# Exercise instructions
Format every line of the data below as a Markdown table with the columns Number and Content, numbering the rows in order and omitting blank lines. Leave the pictures out of the table.

===== Record set

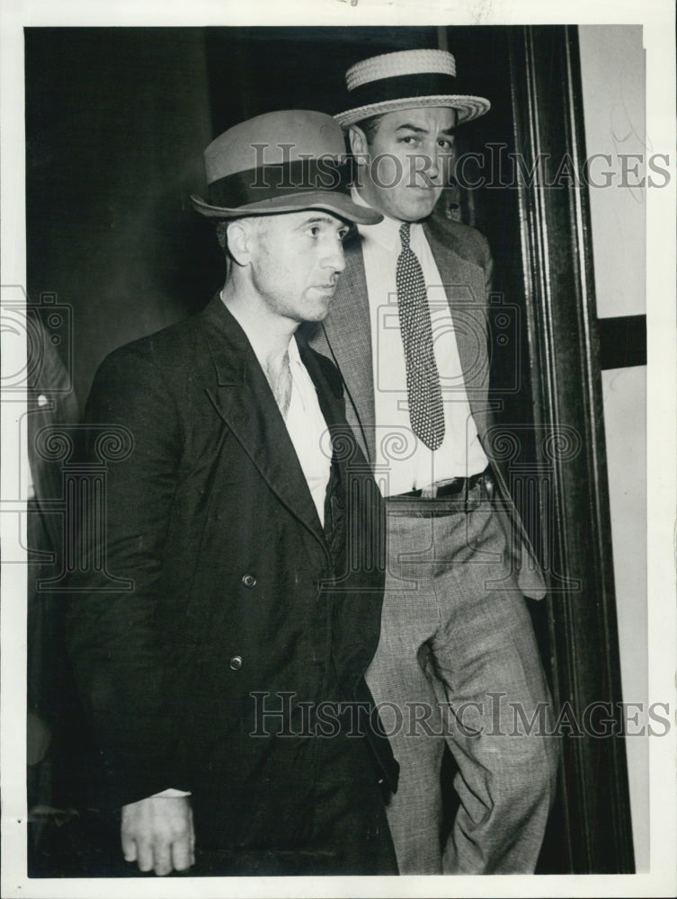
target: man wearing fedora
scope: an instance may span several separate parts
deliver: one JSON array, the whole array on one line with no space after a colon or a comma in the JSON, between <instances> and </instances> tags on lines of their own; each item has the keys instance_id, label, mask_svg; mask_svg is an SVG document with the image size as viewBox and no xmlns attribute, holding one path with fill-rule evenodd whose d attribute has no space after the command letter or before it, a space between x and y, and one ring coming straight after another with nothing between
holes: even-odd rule
<instances>
[{"instance_id":1,"label":"man wearing fedora","mask_svg":"<svg viewBox=\"0 0 677 899\"><path fill-rule=\"evenodd\" d=\"M87 403L90 458L106 429L120 451L85 512L98 564L73 576L68 640L142 871L397 871L396 764L364 681L382 503L335 369L295 336L327 313L349 227L381 219L342 154L318 112L218 138L192 199L218 223L223 289L112 352Z\"/></svg>"},{"instance_id":2,"label":"man wearing fedora","mask_svg":"<svg viewBox=\"0 0 677 899\"><path fill-rule=\"evenodd\" d=\"M533 871L558 750L523 594L544 581L492 447L491 257L433 209L455 129L489 102L441 50L347 72L336 115L353 200L384 214L346 242L346 269L311 343L344 382L347 418L386 498L381 636L367 681L400 764L387 807L402 874ZM306 326L304 326L306 327ZM519 711L517 711L519 710ZM526 722L537 722L530 733ZM459 805L442 832L445 741Z\"/></svg>"}]
</instances>

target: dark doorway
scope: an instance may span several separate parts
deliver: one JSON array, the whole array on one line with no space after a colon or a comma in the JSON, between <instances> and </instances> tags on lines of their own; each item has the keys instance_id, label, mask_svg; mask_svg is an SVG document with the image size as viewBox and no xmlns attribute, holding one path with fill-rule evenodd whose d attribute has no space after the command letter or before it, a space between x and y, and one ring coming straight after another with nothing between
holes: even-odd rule
<instances>
[{"instance_id":1,"label":"dark doorway","mask_svg":"<svg viewBox=\"0 0 677 899\"><path fill-rule=\"evenodd\" d=\"M81 402L108 352L218 287L220 254L188 200L214 136L274 109L334 113L353 62L448 44L492 111L459 130L468 162L438 212L475 225L494 253L497 411L517 439L518 500L552 588L531 605L546 670L558 708L618 702L586 200L515 181L511 163L583 152L575 29L27 29L25 41L29 296L72 309ZM570 434L575 454L553 456ZM629 871L629 832L622 740L566 733L539 870Z\"/></svg>"}]
</instances>

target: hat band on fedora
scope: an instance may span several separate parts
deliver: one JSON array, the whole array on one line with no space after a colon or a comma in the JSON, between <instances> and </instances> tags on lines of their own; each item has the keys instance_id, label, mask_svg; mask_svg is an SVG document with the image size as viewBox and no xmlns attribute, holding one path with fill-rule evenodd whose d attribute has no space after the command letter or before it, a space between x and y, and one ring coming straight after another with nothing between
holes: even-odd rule
<instances>
[{"instance_id":1,"label":"hat band on fedora","mask_svg":"<svg viewBox=\"0 0 677 899\"><path fill-rule=\"evenodd\" d=\"M351 103L356 107L408 97L448 96L463 93L451 75L421 72L414 75L396 75L390 78L368 81L349 92Z\"/></svg>"},{"instance_id":2,"label":"hat band on fedora","mask_svg":"<svg viewBox=\"0 0 677 899\"><path fill-rule=\"evenodd\" d=\"M348 168L334 156L291 162L236 172L207 187L212 206L237 209L251 203L280 200L302 192L339 191L348 194Z\"/></svg>"}]
</instances>

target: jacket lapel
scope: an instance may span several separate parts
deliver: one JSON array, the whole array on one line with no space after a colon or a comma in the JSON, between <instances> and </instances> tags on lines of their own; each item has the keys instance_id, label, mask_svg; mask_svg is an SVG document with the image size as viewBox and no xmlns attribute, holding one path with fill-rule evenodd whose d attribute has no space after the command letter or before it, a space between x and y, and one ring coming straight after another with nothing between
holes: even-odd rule
<instances>
[{"instance_id":1,"label":"jacket lapel","mask_svg":"<svg viewBox=\"0 0 677 899\"><path fill-rule=\"evenodd\" d=\"M487 347L486 287L483 269L450 246L432 220L423 223L454 325L459 360L470 411L484 437L488 426L489 354ZM441 239L442 238L442 239Z\"/></svg>"},{"instance_id":2,"label":"jacket lapel","mask_svg":"<svg viewBox=\"0 0 677 899\"><path fill-rule=\"evenodd\" d=\"M365 456L373 461L376 414L371 324L359 234L346 244L345 271L323 327L331 356L343 379L346 418L358 439L361 435Z\"/></svg>"},{"instance_id":3,"label":"jacket lapel","mask_svg":"<svg viewBox=\"0 0 677 899\"><path fill-rule=\"evenodd\" d=\"M218 297L204 315L216 369L207 387L212 404L281 503L324 544L296 450L244 331Z\"/></svg>"}]
</instances>

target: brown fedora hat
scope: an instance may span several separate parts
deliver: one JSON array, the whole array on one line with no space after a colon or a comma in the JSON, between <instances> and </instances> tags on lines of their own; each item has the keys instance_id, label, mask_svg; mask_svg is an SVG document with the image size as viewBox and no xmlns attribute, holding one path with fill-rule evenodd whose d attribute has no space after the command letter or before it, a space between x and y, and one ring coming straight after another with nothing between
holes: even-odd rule
<instances>
[{"instance_id":1,"label":"brown fedora hat","mask_svg":"<svg viewBox=\"0 0 677 899\"><path fill-rule=\"evenodd\" d=\"M457 111L459 125L491 109L485 97L464 93L456 79L456 60L446 50L398 50L371 57L352 66L345 83L351 109L334 116L343 128L413 106L449 106Z\"/></svg>"},{"instance_id":2,"label":"brown fedora hat","mask_svg":"<svg viewBox=\"0 0 677 899\"><path fill-rule=\"evenodd\" d=\"M307 209L360 225L383 218L351 200L343 132L324 112L286 110L243 121L209 144L204 165L206 197L191 200L211 218Z\"/></svg>"}]
</instances>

==========

# Output below
| Number | Content |
|---|---|
| 1 | target: man wearing fedora |
| 2 | scope: an instance may span several separate parts |
| 3 | deliver: one JSON array, the whole array on one line with no space after a colon or a comma in the JSON, between <instances> and </instances> tags on lines of their own; each item has the keys instance_id, label, mask_svg; mask_svg is an SVG document with the image size as viewBox and no xmlns attribute, holding one path with fill-rule evenodd whose d attribute has no space after the command letter or before it, a space between x and y, and one ring coming straight after another with nothing between |
| 4 | holes: even-odd rule |
| 5 | <instances> |
| 6 | [{"instance_id":1,"label":"man wearing fedora","mask_svg":"<svg viewBox=\"0 0 677 899\"><path fill-rule=\"evenodd\" d=\"M87 403L90 458L106 429L120 451L85 512L98 564L73 576L68 640L142 871L397 871L396 764L364 681L382 503L335 369L295 336L327 313L349 227L381 219L342 154L318 112L218 138L192 199L218 223L223 289L112 352Z\"/></svg>"},{"instance_id":2,"label":"man wearing fedora","mask_svg":"<svg viewBox=\"0 0 677 899\"><path fill-rule=\"evenodd\" d=\"M533 871L558 750L523 594L544 581L492 447L491 257L433 209L455 129L489 102L441 50L347 72L336 115L353 200L384 214L346 242L346 269L311 343L344 382L347 418L386 498L381 636L367 681L400 764L387 807L402 874ZM306 326L304 326L306 327ZM519 711L517 711L519 710ZM526 722L537 722L530 733ZM459 805L442 832L445 741Z\"/></svg>"}] |
| 7 | </instances> |
| 8 | target: dark doorway |
| 9 | scope: an instance may span several separate parts |
| 10 | deliver: one JSON array, the whole array on one line with no space after a colon or a comma in the JSON, between <instances> and </instances> tags on lines of their own; each item has the keys instance_id, label, mask_svg; mask_svg is an SVG document with the image size as viewBox and no xmlns attribute, holding one path with fill-rule evenodd whose d attribute has no space after the command letter or before it, a space between x and y, and one ring coming straight after another with nothing between |
| 11 | holes: even-odd rule |
| 12 | <instances> |
| 13 | [{"instance_id":1,"label":"dark doorway","mask_svg":"<svg viewBox=\"0 0 677 899\"><path fill-rule=\"evenodd\" d=\"M81 402L108 352L218 287L220 254L188 200L214 136L274 109L334 113L353 62L448 44L492 111L459 130L468 162L438 212L475 225L494 253L497 411L517 439L518 500L552 588L531 605L546 670L558 708L618 702L586 200L515 181L511 163L583 152L575 29L27 29L25 41L29 296L72 309ZM570 434L575 454L553 456ZM629 871L629 832L622 740L566 733L539 870Z\"/></svg>"}] |
| 14 | </instances> |
| 15 | target: hat band on fedora |
| 16 | scope: an instance may span several separate parts |
| 17 | deliver: one JSON array, the whole array on one line with no space after a colon or a comma in the JSON, between <instances> and </instances> tags on lines of their own; each item has the keys instance_id, label, mask_svg; mask_svg is an SVG document with the image size as viewBox and no xmlns attribute, holding one path with fill-rule evenodd whose d attribute has no space after the command letter or before it, a space between x and y, and one ring coming straight after another with nothing between |
| 18 | holes: even-odd rule |
| 19 | <instances> |
| 20 | [{"instance_id":1,"label":"hat band on fedora","mask_svg":"<svg viewBox=\"0 0 677 899\"><path fill-rule=\"evenodd\" d=\"M351 103L356 107L408 97L448 96L463 93L451 75L421 72L414 75L396 75L390 78L368 81L349 92Z\"/></svg>"},{"instance_id":2,"label":"hat band on fedora","mask_svg":"<svg viewBox=\"0 0 677 899\"><path fill-rule=\"evenodd\" d=\"M348 168L334 156L291 162L236 172L207 187L212 206L237 209L251 203L280 200L302 192L339 191L348 194Z\"/></svg>"}] |
| 21 | </instances> |
| 22 | target: jacket lapel |
| 23 | scope: an instance may span several separate parts |
| 24 | deliver: one JSON array, the whole array on one line with no space after a colon or a comma in the JSON, between <instances> and </instances> tags on lines of their own; each item has the keys instance_id, label, mask_svg; mask_svg is an SVG document with the image size as viewBox and no xmlns attribute, holding one path with fill-rule evenodd whose d attribute has no space after the command letter or before it, a space between x and y, and one ring coming straight after another with nothing between |
| 25 | holes: even-odd rule |
| 26 | <instances> |
| 27 | [{"instance_id":1,"label":"jacket lapel","mask_svg":"<svg viewBox=\"0 0 677 899\"><path fill-rule=\"evenodd\" d=\"M487 347L486 287L483 269L450 246L432 220L423 223L454 325L459 360L470 411L484 437L488 426L489 354ZM441 239L442 238L442 239Z\"/></svg>"},{"instance_id":2,"label":"jacket lapel","mask_svg":"<svg viewBox=\"0 0 677 899\"><path fill-rule=\"evenodd\" d=\"M365 456L373 461L376 414L371 324L359 234L346 244L345 271L323 327L331 356L343 379L346 418L358 439L361 435Z\"/></svg>"},{"instance_id":3,"label":"jacket lapel","mask_svg":"<svg viewBox=\"0 0 677 899\"><path fill-rule=\"evenodd\" d=\"M218 297L204 315L216 369L207 387L212 404L281 503L324 544L296 450L244 331Z\"/></svg>"}] |
| 28 | </instances> |
| 29 | target: brown fedora hat |
| 30 | scope: an instance may span several separate parts |
| 31 | deliver: one JSON array, the whole array on one line with no space after a colon or a comma in the JSON, between <instances> and </instances> tags on lines of their own; each item has the keys instance_id, label, mask_svg; mask_svg is an SVG document with the image size as viewBox and no xmlns attribute, holding one path with fill-rule evenodd whose d attribute has no space after the command letter or before it, a space between x and y, and one ring coming straight after another with nothing between |
| 32 | holes: even-odd rule |
| 33 | <instances> |
| 34 | [{"instance_id":1,"label":"brown fedora hat","mask_svg":"<svg viewBox=\"0 0 677 899\"><path fill-rule=\"evenodd\" d=\"M457 111L459 125L491 109L485 97L464 93L456 79L456 60L446 50L398 50L371 57L352 66L345 83L351 109L334 116L343 128L413 106L449 106Z\"/></svg>"},{"instance_id":2,"label":"brown fedora hat","mask_svg":"<svg viewBox=\"0 0 677 899\"><path fill-rule=\"evenodd\" d=\"M307 209L360 225L383 218L351 200L343 132L324 112L286 110L243 121L209 144L204 165L206 197L191 200L211 218Z\"/></svg>"}] |
| 35 | </instances> |